#### TESTO ESTRATTO

Mes: cos'è il Meccanismo europeo di stabilità e come funziona per l'Italia

Una questione di brand?

I fautori del Mes sostengono che con questa riforma l'Italia avrebbe solo da guadagnarci, potendo contare su un paracadute di ultima istanza e affidabile per evitare che una grave crisi economica mandi in dissesto il Paese. Con il Covid, ci siamo salvati in calcio d'angolo con l'aiuto dei sussidi a fondo perduto degli Stati Ue più ricchi, ossia con il Recovery fund. Ma non è detto che questo accadrà in futuro.  

Che il nuovo Mes sia meglio del vecchio, poi, sembra un dato ormai condiviso anche da chi fino a ieri l'ha contestato. Il ministro leghista dell'Economia, Giancarlo Giorgetti, ha ammesso di essere favorevole alla sua approvazione "per motivazioni di tipo economico-finanziarie". Il problema, semmai, è di brand: siamo vicini a una campagna elettorale, quella delle europee di giugno, e Lega e Fratelli d'Italia hanno nel recente passato fatto della lotta alla ratifica del Mes uno dei loro cavalli di battaglia. 

Secondo diversi notisti politici, Giorgia Meloni teme che Matteo Salvini, indietro nei sondaggi, voglia usare la questione del fondo salva-Stati come arma per attaccare la premier e recuperare consensi. Secondo altre ricostruzioni, il no di Meloni sarebbe legato a una sorta di ripicca nei confronti di Germania e frugali per l'accordo sulla riforma del Patto di stabilità, che il governo italiano avrebbe accettato pur non essendo soddisfatto al 100 per cento dell'esito. Forse, c'è un po' di verità in entrambe le ricostruzioni. Ma la motivazioni non sembrano finire qui.

########
#### MATERIALE

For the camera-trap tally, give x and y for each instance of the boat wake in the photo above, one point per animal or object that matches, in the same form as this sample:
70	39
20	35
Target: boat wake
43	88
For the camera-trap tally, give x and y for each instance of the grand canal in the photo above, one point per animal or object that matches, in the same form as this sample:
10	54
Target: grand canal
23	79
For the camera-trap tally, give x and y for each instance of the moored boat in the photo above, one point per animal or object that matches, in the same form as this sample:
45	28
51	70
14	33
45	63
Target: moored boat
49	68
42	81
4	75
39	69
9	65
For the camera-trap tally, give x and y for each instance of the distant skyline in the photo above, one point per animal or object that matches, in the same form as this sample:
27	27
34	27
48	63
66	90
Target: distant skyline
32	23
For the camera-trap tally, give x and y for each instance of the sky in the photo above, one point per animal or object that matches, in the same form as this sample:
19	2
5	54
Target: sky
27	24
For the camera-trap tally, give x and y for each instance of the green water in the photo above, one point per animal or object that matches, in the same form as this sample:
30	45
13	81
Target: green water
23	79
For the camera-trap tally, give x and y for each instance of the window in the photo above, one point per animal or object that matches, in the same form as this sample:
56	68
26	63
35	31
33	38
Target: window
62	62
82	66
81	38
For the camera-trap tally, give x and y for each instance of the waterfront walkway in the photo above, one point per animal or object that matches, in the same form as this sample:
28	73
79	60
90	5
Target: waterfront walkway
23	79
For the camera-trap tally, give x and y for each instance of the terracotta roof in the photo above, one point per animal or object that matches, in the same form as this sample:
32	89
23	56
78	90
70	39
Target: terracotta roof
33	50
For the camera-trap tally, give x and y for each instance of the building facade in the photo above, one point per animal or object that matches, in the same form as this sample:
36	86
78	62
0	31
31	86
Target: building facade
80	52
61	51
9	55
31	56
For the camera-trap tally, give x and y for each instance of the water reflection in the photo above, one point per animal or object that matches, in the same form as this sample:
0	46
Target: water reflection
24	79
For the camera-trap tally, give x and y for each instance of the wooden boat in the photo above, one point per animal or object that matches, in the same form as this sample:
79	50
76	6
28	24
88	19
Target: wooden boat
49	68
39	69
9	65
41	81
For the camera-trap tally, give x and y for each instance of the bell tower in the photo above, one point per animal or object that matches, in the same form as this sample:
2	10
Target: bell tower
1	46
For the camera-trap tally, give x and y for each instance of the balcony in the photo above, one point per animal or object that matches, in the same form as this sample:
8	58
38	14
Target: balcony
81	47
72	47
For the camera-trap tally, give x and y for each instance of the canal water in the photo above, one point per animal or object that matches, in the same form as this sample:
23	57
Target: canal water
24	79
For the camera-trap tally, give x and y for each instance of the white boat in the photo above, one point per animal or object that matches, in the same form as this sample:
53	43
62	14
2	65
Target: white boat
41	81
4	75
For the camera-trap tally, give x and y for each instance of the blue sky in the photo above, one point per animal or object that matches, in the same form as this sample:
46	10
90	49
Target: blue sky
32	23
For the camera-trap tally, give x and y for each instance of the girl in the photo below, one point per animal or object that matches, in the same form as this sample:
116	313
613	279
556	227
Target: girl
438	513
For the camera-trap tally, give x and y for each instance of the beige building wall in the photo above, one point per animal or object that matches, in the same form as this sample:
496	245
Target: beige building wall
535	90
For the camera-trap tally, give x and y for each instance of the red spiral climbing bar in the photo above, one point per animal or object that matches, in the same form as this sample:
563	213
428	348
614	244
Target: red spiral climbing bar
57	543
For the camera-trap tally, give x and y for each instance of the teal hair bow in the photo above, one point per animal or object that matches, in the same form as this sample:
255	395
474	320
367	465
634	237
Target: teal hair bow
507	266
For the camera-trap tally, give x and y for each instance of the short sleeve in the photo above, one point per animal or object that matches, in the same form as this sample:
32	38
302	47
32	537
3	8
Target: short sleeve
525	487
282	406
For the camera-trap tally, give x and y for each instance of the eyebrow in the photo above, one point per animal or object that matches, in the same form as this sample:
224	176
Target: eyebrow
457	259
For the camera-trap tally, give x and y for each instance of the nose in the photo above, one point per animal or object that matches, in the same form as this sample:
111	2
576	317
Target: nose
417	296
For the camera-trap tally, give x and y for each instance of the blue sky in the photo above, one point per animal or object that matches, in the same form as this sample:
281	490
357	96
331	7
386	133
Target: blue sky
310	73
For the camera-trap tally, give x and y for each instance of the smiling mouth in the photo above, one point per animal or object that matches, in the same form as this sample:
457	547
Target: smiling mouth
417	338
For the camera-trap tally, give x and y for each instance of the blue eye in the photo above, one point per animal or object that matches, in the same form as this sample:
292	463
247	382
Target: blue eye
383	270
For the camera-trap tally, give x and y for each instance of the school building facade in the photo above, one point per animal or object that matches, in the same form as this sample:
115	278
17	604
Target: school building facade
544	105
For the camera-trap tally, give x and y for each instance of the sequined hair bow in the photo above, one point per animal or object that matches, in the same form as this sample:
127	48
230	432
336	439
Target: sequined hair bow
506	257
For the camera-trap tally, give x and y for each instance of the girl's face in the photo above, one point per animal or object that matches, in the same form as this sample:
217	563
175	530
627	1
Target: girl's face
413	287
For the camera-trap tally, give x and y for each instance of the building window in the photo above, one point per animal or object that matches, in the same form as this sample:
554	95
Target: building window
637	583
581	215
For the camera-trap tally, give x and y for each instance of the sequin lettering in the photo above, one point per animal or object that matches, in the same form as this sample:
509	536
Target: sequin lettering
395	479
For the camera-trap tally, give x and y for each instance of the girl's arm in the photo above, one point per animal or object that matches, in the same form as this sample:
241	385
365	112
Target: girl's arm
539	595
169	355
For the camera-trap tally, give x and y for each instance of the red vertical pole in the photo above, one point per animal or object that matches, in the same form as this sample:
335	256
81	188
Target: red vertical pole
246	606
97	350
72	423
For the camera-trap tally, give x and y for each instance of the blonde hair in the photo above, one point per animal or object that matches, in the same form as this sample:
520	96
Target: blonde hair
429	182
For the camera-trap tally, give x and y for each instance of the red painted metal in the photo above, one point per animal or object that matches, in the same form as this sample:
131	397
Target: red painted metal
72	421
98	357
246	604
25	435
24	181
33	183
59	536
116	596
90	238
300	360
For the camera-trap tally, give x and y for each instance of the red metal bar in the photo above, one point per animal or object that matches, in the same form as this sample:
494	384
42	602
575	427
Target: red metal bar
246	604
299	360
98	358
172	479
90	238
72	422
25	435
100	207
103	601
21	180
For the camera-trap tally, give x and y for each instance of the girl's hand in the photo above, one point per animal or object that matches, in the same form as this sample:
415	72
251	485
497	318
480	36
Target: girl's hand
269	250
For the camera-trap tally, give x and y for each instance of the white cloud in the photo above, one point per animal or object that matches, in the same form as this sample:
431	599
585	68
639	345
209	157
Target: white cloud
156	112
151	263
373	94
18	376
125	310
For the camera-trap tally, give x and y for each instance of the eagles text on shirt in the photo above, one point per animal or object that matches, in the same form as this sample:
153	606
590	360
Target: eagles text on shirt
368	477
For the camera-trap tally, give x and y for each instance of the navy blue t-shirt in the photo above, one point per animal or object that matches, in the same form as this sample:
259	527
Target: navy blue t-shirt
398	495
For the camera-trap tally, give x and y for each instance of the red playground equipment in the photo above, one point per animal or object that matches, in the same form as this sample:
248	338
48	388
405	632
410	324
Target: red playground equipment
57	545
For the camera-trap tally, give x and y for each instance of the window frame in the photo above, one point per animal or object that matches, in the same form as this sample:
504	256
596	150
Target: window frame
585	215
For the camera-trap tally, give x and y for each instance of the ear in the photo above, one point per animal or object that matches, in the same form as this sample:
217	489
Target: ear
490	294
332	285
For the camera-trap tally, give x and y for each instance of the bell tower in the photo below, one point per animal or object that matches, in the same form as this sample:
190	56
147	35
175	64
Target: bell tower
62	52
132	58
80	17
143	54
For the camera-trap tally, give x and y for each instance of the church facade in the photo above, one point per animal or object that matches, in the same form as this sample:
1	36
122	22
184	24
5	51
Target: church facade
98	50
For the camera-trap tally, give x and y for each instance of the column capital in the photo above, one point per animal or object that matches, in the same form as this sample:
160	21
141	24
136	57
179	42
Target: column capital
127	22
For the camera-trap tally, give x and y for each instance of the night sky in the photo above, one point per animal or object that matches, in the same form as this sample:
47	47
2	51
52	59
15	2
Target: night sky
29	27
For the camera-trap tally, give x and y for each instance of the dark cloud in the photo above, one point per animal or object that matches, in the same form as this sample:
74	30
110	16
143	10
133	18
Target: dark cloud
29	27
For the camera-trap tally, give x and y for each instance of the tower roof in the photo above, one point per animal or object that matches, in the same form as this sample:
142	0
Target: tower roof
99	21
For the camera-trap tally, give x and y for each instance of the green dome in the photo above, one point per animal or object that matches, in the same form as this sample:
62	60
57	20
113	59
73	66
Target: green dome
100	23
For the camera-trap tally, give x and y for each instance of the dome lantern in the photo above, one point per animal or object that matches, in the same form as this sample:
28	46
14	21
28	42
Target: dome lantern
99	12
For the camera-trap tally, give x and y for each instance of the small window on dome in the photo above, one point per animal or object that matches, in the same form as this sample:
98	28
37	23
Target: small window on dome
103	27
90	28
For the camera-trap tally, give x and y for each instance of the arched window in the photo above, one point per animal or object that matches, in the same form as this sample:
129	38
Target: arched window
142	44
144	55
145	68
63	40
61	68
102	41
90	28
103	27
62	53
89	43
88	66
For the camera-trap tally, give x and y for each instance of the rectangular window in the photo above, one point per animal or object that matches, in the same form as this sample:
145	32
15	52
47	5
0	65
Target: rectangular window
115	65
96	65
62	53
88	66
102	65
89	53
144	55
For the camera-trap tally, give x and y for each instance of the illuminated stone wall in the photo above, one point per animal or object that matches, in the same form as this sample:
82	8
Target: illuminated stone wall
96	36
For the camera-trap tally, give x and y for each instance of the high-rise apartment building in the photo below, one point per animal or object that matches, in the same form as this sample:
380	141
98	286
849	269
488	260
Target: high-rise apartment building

########

_COME PROCEDERE_
Riscrivi il passo del testo sul Mes che comincia con "Mes: cos'è il" e va avanti fino a "accadrà in futuro.", mettendo "salvagente" al posto di "paracadute".

_SOLUZIONE_
Mes: cos'è il Meccanismo europeo di stabilità e come funziona per l'Italia

Una questione di brand?

I fautori del Mes sostengono che con questa riforma l'Italia avrebbe solo da guadagnarci, potendo contare su un salvagente di ultima istanza e affidabile per evitare che una grave crisi economica mandi in dissesto il Paese. Con il Covid, ci siamo salvati in calcio d'angolo con l'aiuto dei sussidi a fondo perduto degli Stati Ue più ricchi, ossia con il Recovery fund. Ma non è detto che questo accadrà in futuro.